GIVEN TEXT
*** Begin section ***

Stay in tune with nature by booking a stay at one of Lake Placid’s new nature-centric hotels, like Lake House, Eastwind Lake Placid, Bluebird Lake Placid, and the Grand Adirondack Lodge.
By car: 4 hours, 45 minutes
Best Getaway for Oyster Lovers
If you’ve ever been to the Ocean State, then you know that in addition to great surf and Gilded Age glamour, Rhode Island is famous for its briny bites of joy. Whether you prefer them raw or cooked, tasting the sea this way always brings about a pleasurable cesura. And because the colder the water, the sweeter the oyster, there’s no time like the present to enjoy the humble mussel than with an oyster-infused road trip.
Home to over three dozen varieties of oysters, the state is so fond of their beloved bivalve—and proud to celebrate its growing sustainable aquaculture industry—there’s even a Rhode Island Oyster Trail for discovering the best restaurants, oyster bars, and farms. For an all-you-can-slurp affair, plan a visit around the Newport’s Seafood Wine Festival in February, the Oyster and Chowder Festival in May,or the Ocean State Oyster Festival in Providence in October. For a pond-to-plate adventure, take an oyster farm tour with Matunuck Oyster Bar, where you can learn about the harvesting process before tucking into a plate of fresh ones with a glass of bubbly. Enjoy buck-a-shuck at Greenwich Bay Oyster Bar, a half price raw bar at Bristol Oyster Bar, and $1 Mansion Oyster Hour at The Vanderbilt's live shucking station. At the Coast Guard House in Narragansett, you’ll feel like you’re floating on the ocean at the newly launched oyster dinner, or head out to Block Island Oyster Bar and Grill for the ferry-worthy Oysters Thermidor. In Providence, throw back Walrus & Carpenter oysters at Bayberry Garden, and sip cocktails made with Ostreida, the country’s first oyster-infused vodka, at Industrious Spirit Company’s tasting room. We hate to haul out the old cliché, but in the Ocean State, the world really is your oyster.

*** End section ***

BRIEF
According to the text about Rhode Island oysters, where can you drink cocktails made with Ostreida? The items that come next have no connection to this text.

DATA EXTRACTS
*** Begin section ***

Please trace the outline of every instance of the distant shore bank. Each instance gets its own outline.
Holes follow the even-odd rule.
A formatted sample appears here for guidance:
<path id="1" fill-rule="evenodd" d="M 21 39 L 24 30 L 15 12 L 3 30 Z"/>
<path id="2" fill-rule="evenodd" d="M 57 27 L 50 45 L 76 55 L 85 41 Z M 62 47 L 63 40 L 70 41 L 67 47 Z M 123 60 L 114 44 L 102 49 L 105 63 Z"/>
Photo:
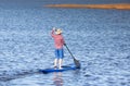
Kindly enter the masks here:
<path id="1" fill-rule="evenodd" d="M 130 10 L 130 3 L 116 4 L 48 4 L 48 8 L 68 8 L 68 9 L 117 9 Z"/>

*** End section ***

COMPLETED TASK
At Industrious Spirit Company's tasting room in Providence.